» **What is being asked**:
Could you copy out the listing below line for line, changing nothing?
┌────────
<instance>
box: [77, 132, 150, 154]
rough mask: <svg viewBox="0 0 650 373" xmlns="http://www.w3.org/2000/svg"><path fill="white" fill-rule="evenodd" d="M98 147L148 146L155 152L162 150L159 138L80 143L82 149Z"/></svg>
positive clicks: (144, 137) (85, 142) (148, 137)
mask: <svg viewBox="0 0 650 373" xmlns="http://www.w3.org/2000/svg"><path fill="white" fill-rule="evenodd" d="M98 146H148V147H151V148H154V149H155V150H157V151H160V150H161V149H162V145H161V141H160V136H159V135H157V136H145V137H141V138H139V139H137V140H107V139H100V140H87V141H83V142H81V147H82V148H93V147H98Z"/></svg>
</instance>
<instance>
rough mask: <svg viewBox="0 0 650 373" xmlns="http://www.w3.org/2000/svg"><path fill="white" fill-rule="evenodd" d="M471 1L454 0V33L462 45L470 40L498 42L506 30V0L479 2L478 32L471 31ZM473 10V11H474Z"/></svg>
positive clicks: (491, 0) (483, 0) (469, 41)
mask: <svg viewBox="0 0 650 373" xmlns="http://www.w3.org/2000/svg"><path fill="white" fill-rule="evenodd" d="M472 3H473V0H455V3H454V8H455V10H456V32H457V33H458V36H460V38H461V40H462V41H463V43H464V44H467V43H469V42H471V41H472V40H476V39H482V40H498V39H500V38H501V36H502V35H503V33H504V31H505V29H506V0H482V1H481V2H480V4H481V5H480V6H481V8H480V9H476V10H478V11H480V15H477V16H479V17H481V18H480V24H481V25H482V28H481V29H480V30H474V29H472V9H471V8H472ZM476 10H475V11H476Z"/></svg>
└────────
» **Response to this task**:
<instance>
box: [77, 132, 150, 154]
rough mask: <svg viewBox="0 0 650 373" xmlns="http://www.w3.org/2000/svg"><path fill="white" fill-rule="evenodd" d="M98 147L148 146L155 152L162 150L159 138L80 143L82 149Z"/></svg>
positive clicks: (144, 137) (85, 142) (148, 137)
mask: <svg viewBox="0 0 650 373" xmlns="http://www.w3.org/2000/svg"><path fill="white" fill-rule="evenodd" d="M98 146H148V147H151V148H154V149H155V150H157V151H160V150H161V149H162V145H161V141H160V136H159V135H157V136H145V137H141V138H139V139H137V140H107V139H100V140H87V141H83V142H81V147H82V148H93V147H98Z"/></svg>
</instance>
<instance>
rough mask: <svg viewBox="0 0 650 373" xmlns="http://www.w3.org/2000/svg"><path fill="white" fill-rule="evenodd" d="M471 1L454 0V33L462 45L470 40L498 42L506 30V0L479 2L478 32L471 31ZM473 10V11H474Z"/></svg>
positive clicks: (491, 0) (483, 0) (469, 41)
mask: <svg viewBox="0 0 650 373" xmlns="http://www.w3.org/2000/svg"><path fill="white" fill-rule="evenodd" d="M472 3H473V0H455V3H454V8H455V10H456V32H457V33H458V36H460V38H461V40H462V41H463V43H464V44H467V43H469V42H471V41H472V40H476V39H482V40H498V39H500V38H501V36H502V35H503V33H504V31H505V29H506V0H482V1H481V2H480V4H481V5H480V6H481V8H480V9H476V10H478V11H480V15H477V16H479V17H481V18H480V24H481V25H482V28H481V29H480V30H474V29H472V9H471V8H472ZM476 10H475V11H476Z"/></svg>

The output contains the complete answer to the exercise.